STATED EXERCISE 1:
In the records, switch "leg" to "foot" from the line with "Where can the bird's" up to and including the line with "x=588, y=625", and reproduce only those lines with nothing else altered.

### finite volume method

**(FVM)**
(computational method to PDEs especially suited to fluid dynamics)

**Finite volume method** (**FVM**) refers to a means of calculating
solutions to partial differential equations which is especially suited to
fluid dynamics, e.g., hydrodynamics.
It divides a volume with a three-dimensional grid into small
volumes and uses the **divergence theorem** to allow tractable
calculation to produce good results.

The divergence theorem relates divergence within a volume to flow
in/out of the volume. That fact long with the fact that flow
in/out of a volume matches that of the volumes to which it is
adjacent allow calculations regarding the interfaces to represent
rather well the consequences of what happens inside the volume.

FVMs have the advantage that it is relatively easy to deal with
volumes of different sizes and shapes, i.e., in an irregular
pattern, more easily than others, e.g., a finite difference method.

STATED EXERCISE 2:
According to the entry on the finite volume method, what does the divergence theorem relate?

ENTRIES SHOWN:
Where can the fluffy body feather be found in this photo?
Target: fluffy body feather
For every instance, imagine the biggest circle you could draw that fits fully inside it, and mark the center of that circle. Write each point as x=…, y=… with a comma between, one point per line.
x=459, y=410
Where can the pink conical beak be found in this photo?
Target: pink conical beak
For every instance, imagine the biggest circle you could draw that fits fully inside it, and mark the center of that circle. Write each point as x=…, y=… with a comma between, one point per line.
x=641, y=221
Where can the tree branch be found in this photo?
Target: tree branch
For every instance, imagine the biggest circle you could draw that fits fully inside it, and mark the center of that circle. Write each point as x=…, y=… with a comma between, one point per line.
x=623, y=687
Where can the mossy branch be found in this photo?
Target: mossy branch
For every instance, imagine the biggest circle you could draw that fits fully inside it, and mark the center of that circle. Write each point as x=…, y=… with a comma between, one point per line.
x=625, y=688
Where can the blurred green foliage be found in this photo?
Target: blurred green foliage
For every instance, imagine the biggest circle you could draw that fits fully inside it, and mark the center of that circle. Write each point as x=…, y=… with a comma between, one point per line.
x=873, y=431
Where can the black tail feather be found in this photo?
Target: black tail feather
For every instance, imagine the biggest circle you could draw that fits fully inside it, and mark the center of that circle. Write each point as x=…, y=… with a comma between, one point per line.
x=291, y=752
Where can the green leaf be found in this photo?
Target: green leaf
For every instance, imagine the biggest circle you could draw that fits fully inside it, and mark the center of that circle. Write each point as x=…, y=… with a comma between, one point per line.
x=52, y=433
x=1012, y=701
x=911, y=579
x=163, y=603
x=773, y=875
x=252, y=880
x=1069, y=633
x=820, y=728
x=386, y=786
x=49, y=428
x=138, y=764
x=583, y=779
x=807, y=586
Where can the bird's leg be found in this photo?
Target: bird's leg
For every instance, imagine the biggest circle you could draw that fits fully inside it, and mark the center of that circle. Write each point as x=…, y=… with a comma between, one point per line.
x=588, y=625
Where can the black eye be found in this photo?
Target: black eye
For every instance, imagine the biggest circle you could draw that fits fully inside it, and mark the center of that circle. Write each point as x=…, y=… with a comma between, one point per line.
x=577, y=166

RESPONSE 1:
Where can the bird's foot be found in this photo?
Target: bird's foot
For every instance, imagine the biggest circle you could draw that fits fully inside it, and mark the center of that circle. Write each point as x=…, y=… with a comma between, one point per line.
x=588, y=625

RESPONSE 2:
It relates divergence within a volume to flow in/out of the volume.